[Material provided]:
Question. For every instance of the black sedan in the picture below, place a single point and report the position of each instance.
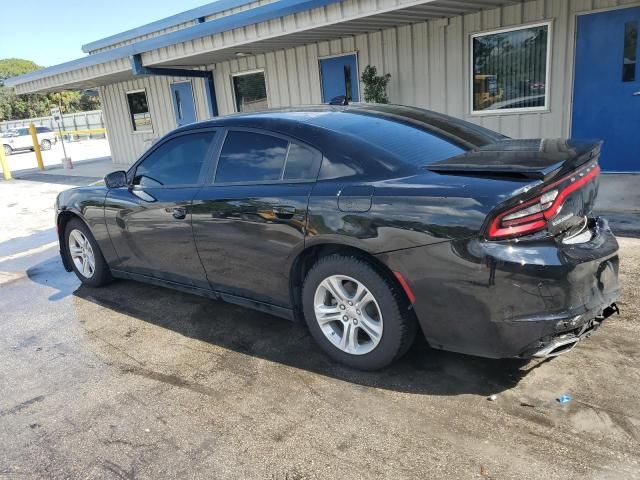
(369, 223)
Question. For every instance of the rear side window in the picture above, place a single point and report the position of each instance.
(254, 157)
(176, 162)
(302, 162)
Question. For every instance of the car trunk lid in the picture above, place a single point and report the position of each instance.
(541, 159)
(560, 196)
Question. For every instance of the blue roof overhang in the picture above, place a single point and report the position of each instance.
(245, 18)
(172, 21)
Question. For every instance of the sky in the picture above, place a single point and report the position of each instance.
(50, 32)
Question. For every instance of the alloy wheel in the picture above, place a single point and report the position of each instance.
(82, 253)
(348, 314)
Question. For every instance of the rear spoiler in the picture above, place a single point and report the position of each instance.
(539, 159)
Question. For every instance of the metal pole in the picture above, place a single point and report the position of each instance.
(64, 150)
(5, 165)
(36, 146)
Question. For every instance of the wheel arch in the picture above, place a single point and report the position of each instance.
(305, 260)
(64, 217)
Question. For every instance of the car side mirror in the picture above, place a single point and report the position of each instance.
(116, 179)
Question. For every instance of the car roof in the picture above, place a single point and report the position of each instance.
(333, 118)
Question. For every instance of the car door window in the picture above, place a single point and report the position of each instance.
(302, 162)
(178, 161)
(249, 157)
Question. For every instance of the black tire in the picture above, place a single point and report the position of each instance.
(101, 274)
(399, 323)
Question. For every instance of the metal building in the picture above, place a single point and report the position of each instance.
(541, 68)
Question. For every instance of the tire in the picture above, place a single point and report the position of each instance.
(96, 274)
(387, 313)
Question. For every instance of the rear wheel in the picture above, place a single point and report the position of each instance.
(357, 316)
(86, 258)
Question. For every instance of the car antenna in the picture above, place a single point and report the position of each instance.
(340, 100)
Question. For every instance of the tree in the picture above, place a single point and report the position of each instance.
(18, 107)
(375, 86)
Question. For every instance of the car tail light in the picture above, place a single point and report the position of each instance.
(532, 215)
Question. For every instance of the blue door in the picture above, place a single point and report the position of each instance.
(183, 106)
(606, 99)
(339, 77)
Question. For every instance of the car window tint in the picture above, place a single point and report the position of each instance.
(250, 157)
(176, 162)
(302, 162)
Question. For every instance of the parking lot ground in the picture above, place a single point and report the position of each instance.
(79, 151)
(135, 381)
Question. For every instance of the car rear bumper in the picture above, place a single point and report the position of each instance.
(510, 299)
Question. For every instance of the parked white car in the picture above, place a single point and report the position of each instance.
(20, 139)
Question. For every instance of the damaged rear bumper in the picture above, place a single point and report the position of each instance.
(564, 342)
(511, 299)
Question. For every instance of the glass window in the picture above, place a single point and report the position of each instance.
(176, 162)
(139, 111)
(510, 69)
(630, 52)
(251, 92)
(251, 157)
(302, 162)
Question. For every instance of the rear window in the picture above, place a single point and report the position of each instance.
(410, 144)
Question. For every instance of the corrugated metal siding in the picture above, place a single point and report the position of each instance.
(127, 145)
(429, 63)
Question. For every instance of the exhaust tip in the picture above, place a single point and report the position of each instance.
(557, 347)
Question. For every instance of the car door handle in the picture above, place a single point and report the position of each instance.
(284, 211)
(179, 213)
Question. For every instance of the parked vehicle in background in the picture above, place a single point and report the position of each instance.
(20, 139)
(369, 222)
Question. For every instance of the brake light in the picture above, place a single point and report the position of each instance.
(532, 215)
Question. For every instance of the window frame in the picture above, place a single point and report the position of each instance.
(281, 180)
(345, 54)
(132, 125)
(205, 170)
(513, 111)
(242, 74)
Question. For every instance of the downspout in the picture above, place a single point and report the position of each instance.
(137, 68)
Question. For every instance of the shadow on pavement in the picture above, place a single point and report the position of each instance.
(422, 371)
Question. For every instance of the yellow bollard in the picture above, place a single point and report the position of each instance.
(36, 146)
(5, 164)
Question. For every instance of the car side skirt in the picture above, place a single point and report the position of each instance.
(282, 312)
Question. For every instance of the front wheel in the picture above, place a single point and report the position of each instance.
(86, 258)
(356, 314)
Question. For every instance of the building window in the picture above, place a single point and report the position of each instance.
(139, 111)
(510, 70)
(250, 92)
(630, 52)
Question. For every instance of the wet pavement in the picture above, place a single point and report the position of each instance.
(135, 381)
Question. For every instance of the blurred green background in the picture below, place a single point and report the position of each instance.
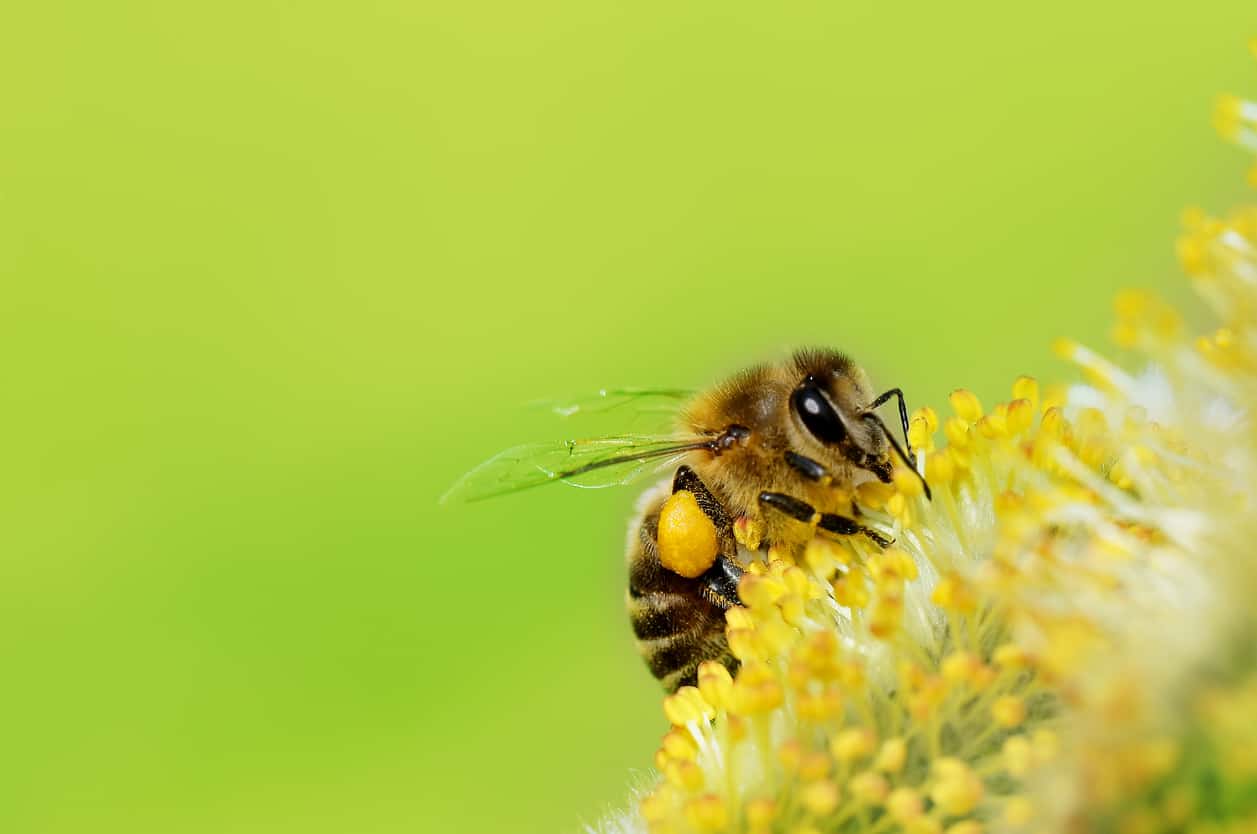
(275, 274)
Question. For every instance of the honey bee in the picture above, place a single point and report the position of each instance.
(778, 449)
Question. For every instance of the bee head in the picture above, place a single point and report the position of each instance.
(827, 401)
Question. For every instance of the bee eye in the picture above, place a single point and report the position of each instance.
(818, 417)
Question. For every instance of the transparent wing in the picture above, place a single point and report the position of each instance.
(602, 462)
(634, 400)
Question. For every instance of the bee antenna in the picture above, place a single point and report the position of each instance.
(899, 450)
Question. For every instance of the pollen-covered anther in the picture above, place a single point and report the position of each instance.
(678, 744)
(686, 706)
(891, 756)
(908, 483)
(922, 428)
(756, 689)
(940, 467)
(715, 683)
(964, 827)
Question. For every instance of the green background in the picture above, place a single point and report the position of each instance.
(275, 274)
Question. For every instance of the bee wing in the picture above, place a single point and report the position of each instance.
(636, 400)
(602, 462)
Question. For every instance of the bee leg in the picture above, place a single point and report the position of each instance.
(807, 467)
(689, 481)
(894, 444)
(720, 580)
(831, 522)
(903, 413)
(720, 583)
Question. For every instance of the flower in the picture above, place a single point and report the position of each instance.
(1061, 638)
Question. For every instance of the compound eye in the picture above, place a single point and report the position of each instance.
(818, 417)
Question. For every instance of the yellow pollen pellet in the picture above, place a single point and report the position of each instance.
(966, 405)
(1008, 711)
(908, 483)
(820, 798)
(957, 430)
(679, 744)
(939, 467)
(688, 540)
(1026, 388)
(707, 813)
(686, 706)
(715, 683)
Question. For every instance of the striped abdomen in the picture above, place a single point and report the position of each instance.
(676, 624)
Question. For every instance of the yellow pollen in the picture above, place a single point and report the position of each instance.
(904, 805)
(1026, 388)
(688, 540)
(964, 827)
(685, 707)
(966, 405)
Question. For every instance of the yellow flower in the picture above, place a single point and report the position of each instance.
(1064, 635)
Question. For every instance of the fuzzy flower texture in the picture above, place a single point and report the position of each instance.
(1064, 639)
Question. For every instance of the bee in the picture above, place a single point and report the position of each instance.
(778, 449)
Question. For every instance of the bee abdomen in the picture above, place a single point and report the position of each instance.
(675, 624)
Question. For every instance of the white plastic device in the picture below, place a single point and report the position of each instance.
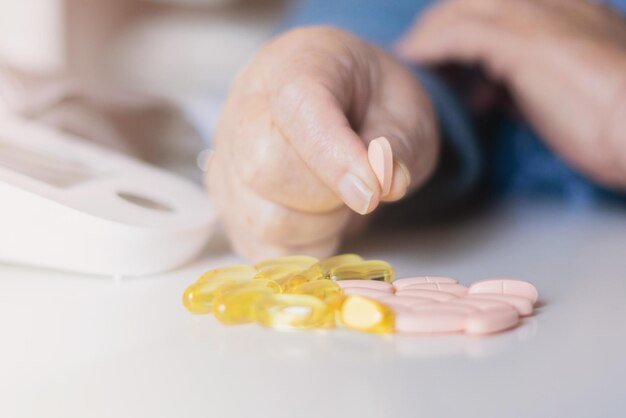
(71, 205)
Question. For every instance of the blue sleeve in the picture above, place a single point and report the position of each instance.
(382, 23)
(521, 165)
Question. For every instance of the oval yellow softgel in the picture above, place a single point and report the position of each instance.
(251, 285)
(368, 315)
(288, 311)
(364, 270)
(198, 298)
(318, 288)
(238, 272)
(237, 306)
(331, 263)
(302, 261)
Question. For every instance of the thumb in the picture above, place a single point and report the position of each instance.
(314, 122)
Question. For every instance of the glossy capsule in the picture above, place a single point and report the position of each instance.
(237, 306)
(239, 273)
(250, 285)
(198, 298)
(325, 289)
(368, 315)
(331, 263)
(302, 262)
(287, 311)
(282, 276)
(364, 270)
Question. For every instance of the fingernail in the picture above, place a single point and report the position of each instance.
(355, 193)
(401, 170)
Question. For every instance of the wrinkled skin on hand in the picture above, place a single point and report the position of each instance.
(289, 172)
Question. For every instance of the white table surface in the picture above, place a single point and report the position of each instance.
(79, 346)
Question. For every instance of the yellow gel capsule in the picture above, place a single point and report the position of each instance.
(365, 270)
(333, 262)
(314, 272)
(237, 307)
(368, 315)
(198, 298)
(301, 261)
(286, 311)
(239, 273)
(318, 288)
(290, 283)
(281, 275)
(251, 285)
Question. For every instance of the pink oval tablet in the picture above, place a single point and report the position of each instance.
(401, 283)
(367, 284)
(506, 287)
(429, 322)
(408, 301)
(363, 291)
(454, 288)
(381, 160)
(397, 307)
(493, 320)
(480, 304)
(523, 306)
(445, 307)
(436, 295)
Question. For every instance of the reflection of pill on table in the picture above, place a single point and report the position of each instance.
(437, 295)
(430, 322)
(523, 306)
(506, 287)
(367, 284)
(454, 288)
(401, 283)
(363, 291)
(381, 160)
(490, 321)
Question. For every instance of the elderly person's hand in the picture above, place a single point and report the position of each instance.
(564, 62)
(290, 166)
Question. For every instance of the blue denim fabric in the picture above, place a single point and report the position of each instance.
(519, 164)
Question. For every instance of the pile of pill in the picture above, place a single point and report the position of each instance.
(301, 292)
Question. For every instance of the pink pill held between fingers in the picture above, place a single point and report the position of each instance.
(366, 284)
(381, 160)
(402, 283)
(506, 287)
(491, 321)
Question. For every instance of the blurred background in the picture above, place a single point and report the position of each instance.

[Goal of the exercise]: Return exactly the lines from the one containing "Question. For every instance of the blue denim" through the last line of the records above, both included, and nothing else.

[Completed task]:
Question. For every instance of the blue denim fabric in the picture above, place a single point and report the position of each instance.
(519, 164)
Question. For every instance of the pile of pill in the picture above, place a single point and report the position of each instance.
(301, 292)
Question. For every instance of the pink pill held between fingers in the picture above, place a single point and report the position of each instance.
(366, 284)
(381, 160)
(402, 283)
(506, 287)
(491, 321)
Question. For every instance of the blurred background in the picture above, place a single point and report the position of each instance.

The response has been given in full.